Given data START

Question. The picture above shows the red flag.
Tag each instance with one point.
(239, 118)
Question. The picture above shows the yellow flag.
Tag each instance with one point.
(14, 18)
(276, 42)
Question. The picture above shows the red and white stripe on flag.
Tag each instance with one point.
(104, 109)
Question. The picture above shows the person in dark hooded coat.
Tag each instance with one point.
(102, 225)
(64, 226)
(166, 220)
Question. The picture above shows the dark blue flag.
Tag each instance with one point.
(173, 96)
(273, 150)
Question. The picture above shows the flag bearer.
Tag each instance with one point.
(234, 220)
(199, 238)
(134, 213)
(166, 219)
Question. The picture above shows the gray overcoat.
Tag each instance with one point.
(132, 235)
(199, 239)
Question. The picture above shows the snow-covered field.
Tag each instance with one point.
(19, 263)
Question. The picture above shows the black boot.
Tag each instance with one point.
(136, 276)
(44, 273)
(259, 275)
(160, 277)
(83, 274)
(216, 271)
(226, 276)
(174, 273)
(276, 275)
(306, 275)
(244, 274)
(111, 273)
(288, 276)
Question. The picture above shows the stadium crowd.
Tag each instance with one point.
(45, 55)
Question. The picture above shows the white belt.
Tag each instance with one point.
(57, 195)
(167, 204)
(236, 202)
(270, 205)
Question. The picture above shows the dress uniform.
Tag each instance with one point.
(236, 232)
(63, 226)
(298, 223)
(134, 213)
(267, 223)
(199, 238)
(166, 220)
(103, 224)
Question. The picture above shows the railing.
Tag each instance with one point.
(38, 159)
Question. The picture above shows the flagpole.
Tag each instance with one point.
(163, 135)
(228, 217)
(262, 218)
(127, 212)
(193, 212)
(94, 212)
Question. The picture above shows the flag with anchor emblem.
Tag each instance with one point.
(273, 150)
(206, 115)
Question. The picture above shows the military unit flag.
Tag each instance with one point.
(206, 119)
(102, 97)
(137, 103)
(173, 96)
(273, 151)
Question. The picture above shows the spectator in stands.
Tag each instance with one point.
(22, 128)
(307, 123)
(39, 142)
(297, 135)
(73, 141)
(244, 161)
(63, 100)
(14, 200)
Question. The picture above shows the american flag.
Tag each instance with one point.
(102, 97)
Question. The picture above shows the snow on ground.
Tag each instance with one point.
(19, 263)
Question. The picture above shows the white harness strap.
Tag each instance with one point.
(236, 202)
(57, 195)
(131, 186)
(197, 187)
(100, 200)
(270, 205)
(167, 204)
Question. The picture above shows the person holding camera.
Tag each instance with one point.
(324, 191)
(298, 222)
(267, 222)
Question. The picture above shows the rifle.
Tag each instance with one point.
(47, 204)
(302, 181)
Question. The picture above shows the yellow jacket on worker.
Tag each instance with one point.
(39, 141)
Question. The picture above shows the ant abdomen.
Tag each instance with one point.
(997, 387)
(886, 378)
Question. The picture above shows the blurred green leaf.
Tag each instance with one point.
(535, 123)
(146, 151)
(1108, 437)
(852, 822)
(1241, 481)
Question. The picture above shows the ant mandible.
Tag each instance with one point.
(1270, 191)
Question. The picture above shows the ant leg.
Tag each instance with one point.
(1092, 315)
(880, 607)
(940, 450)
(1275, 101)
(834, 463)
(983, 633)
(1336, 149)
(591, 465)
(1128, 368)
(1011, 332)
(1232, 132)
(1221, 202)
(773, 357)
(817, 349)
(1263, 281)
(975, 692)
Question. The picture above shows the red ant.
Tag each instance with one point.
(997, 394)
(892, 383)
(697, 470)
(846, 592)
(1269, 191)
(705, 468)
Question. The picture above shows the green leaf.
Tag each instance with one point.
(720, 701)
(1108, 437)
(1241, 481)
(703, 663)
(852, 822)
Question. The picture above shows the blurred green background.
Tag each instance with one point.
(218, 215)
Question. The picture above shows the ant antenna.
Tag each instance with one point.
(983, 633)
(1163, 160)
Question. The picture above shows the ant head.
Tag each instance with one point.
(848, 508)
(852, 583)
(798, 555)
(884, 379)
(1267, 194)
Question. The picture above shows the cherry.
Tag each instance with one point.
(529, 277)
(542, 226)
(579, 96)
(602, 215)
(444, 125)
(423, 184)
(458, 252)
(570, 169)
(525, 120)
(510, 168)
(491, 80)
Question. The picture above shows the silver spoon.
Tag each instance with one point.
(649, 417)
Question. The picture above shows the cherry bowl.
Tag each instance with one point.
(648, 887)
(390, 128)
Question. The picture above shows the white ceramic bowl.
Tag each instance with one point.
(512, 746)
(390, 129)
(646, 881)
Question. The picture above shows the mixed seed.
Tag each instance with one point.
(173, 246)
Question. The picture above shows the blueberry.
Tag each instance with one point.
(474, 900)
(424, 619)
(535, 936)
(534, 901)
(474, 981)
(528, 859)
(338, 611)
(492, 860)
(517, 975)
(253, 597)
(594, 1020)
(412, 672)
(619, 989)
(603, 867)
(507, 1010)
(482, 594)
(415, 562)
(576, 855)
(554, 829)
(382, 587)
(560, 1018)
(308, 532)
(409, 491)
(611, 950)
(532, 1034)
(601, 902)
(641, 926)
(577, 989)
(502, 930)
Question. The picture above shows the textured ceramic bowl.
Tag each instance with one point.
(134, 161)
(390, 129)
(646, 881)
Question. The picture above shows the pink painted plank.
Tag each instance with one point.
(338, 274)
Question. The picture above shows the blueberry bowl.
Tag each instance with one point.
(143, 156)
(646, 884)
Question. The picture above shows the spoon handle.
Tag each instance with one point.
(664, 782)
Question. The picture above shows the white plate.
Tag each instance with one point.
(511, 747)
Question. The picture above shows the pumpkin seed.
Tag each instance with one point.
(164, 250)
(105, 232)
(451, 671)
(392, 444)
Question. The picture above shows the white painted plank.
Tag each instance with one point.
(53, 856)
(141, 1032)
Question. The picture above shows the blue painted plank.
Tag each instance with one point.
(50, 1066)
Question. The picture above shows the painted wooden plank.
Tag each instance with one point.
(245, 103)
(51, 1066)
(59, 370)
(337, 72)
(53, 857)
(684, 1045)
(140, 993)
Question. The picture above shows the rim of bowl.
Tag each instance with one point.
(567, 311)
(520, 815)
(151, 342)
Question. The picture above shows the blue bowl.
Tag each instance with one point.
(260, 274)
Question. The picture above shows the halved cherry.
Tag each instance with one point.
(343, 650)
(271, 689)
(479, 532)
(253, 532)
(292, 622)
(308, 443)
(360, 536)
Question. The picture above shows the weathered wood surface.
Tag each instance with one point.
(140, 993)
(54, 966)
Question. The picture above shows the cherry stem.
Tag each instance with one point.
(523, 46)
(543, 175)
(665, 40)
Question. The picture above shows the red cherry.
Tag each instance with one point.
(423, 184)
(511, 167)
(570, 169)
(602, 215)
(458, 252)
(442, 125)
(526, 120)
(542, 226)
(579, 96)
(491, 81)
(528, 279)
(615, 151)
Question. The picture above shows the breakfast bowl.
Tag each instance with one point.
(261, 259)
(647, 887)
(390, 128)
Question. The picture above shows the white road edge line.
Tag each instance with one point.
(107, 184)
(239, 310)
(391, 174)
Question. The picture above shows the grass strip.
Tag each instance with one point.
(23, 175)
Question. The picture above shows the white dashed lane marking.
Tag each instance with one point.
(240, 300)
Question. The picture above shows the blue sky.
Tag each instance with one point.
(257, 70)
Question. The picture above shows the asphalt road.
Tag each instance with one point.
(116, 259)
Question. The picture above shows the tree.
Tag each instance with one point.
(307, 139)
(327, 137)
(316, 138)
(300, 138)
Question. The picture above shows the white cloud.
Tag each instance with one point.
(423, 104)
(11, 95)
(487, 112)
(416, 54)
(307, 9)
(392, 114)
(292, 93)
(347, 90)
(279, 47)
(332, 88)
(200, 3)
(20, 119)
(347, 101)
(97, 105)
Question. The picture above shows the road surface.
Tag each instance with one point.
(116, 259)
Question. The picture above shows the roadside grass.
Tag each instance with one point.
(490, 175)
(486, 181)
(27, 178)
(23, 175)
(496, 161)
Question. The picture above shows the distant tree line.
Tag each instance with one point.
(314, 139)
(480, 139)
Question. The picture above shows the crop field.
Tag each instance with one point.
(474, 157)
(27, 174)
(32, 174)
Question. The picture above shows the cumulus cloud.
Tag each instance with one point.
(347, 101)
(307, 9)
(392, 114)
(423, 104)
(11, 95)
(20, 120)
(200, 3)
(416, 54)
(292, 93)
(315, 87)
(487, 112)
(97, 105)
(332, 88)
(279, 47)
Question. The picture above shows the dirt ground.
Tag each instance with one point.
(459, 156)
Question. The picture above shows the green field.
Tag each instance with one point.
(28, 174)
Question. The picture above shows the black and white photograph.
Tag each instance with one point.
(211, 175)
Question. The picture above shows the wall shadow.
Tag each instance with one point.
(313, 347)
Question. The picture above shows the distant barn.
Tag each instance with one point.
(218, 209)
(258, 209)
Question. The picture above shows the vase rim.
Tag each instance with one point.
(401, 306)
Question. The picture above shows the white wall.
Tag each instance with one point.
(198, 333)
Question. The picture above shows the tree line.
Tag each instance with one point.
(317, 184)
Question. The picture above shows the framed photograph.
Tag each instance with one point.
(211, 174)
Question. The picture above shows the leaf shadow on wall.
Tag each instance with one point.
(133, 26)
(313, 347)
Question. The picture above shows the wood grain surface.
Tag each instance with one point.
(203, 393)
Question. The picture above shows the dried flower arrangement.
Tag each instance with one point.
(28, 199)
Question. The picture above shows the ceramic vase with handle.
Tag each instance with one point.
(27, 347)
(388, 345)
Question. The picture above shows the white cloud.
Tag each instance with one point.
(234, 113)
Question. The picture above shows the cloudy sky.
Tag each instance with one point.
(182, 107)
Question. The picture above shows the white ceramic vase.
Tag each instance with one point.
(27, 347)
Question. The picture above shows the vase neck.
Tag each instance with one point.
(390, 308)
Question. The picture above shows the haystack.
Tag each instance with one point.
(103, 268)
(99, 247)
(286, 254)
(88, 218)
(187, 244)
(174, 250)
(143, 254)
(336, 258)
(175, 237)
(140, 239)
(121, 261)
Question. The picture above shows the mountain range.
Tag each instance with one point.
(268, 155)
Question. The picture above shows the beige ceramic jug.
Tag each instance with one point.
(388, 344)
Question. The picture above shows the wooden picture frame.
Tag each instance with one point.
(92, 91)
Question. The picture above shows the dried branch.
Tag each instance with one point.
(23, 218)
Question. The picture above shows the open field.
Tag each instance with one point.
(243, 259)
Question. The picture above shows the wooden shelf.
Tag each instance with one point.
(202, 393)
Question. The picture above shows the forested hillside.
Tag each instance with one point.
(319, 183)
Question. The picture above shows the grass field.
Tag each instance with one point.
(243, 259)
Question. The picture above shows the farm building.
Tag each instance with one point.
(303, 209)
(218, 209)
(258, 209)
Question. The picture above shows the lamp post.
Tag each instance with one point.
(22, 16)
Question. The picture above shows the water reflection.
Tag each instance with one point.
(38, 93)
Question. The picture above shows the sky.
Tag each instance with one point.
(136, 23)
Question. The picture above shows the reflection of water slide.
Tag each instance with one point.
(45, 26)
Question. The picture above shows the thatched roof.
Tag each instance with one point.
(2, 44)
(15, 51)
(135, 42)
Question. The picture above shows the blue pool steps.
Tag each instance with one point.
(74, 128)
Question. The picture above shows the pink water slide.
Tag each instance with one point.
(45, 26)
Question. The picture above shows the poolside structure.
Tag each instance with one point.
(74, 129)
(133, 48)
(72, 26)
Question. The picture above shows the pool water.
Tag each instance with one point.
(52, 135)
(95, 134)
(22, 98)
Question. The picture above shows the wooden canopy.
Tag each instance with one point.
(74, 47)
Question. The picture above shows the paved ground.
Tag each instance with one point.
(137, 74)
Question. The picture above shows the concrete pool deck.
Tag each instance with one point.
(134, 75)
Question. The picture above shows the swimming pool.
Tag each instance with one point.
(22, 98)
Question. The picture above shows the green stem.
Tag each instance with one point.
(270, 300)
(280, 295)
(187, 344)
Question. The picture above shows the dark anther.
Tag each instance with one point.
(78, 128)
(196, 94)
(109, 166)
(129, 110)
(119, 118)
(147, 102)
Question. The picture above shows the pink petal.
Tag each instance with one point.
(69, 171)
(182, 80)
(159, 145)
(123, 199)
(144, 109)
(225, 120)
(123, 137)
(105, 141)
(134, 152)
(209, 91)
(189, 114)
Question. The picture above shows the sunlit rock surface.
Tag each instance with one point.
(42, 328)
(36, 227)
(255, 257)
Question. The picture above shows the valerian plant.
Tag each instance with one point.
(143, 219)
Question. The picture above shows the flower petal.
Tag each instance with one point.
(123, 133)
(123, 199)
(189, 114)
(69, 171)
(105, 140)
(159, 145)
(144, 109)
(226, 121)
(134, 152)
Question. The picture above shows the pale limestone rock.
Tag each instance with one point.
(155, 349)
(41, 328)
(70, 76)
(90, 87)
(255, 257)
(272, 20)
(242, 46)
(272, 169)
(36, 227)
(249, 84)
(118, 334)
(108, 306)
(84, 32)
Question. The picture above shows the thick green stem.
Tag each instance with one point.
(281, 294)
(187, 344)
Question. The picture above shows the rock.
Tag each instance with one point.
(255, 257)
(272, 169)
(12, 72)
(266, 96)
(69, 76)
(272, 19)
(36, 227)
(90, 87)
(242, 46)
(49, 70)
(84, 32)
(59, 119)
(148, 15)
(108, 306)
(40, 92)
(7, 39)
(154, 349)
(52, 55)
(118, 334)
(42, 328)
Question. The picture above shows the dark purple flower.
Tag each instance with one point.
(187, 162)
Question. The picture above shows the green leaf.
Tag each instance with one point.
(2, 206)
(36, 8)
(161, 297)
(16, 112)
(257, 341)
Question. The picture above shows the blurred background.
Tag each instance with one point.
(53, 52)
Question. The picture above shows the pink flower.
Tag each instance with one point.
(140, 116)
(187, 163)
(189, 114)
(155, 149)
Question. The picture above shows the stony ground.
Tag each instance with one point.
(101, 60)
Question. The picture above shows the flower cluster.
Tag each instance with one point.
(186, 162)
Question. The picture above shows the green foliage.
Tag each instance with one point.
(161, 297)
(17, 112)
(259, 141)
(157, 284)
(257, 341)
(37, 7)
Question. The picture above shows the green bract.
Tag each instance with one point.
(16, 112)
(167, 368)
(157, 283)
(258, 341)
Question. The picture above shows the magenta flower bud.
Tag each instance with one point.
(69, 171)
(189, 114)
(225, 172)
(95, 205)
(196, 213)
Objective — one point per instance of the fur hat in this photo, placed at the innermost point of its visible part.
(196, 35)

Given data END

Work order:
From the data above, reproduce word for word the lines running from the line with "Question. The picture above shows the cherry stem." to the line with "Question. The picture above shows the breakfast", ends included.

Answer area:
Question. The picture above shows the cherry stem.
Tag each instance with one point.
(523, 46)
(543, 175)
(665, 40)
Question. The picture above shows the red cherry.
Tag each instance with one point.
(423, 184)
(511, 167)
(570, 169)
(602, 215)
(458, 252)
(442, 125)
(526, 120)
(542, 226)
(579, 96)
(491, 81)
(528, 279)
(615, 151)
Question. The picture above shows the breakfast bowl.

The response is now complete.